# Deriving $\text{Var}[\boldsymbol{\hat{\beta}}]$

I have already read How to derive variance-covariance matrix of coefficients in linear regression.

Assume we're working with the usual simple regression model, $\mathbf{Y} \in \mathbb{R}^N$, $X \in M_{N \times (p+1)}(\mathbb{R})$, $\boldsymbol{\beta} \in \mathbb{R}^{p+1}$.

*Given information:*
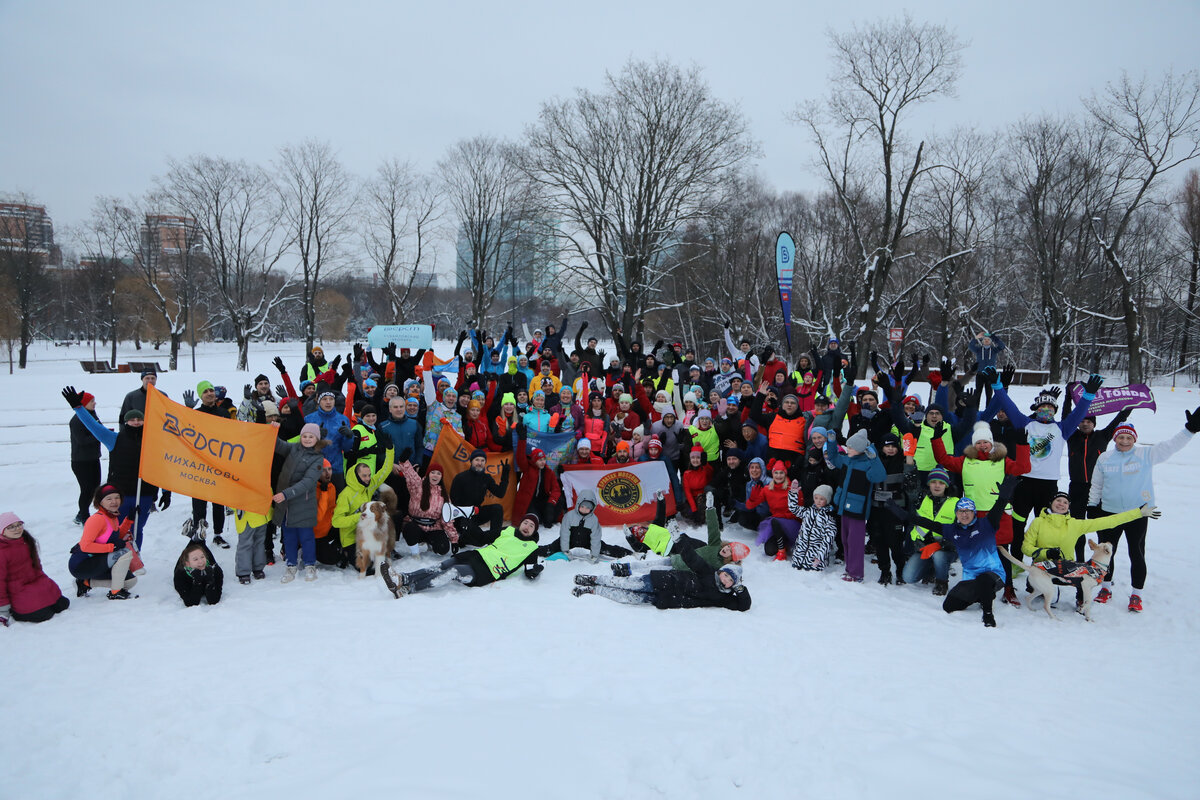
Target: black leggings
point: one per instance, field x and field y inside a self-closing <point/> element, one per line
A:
<point x="1135" y="531"/>
<point x="43" y="614"/>
<point x="981" y="589"/>
<point x="887" y="534"/>
<point x="88" y="476"/>
<point x="435" y="537"/>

*What to do:*
Continue the passage above on deriving the variance of the least-squares coefficient estimator, starting after its last sentence.

*Answer to this problem:*
So, we have $$\text{Var}[\boldsymbol{\hat{\beta}}] = \text{Var}\left[ (X^{T}X)^{-1}X^{T}\mathbf{Y}\right] = (X^{T}X)^{-1}X^{T}\text{Var}[\mathbf{Y}]\left[(X^{T}X)^{-1}X^{T}\right]^{T}\text{.}$$ Now, $$\mathbf{Y} = X\boldsymbol{\beta}+\boldsymbol{\epsilon}$$ so $$\text{Var}\left[\mathbf{Y} \right] = \text{Var}\left[\boldsymbol{\epsilon}\right] = \sigma^2I_{N \times N}\text{.}$$ Thus, $$\text{Var}[\boldsymbol{\hat{\beta}}] = (X^{T}X)^{-1}X^{T}\sigma^2I_{N \times N}X[(X^{T}X)^{-1}]^{T}$$ and since $X^{T}X$ is symmetric, it follows that its inverse is symmetric, so $$\text{Var}[\boldsymbol{\hat{\beta}}] = (X^{T}X)^{-1}X^{T}\sigma^2I_{N \times N}X(X^{T}X)^{-1}\text{.}$$ I'm not sure how to proceed from here.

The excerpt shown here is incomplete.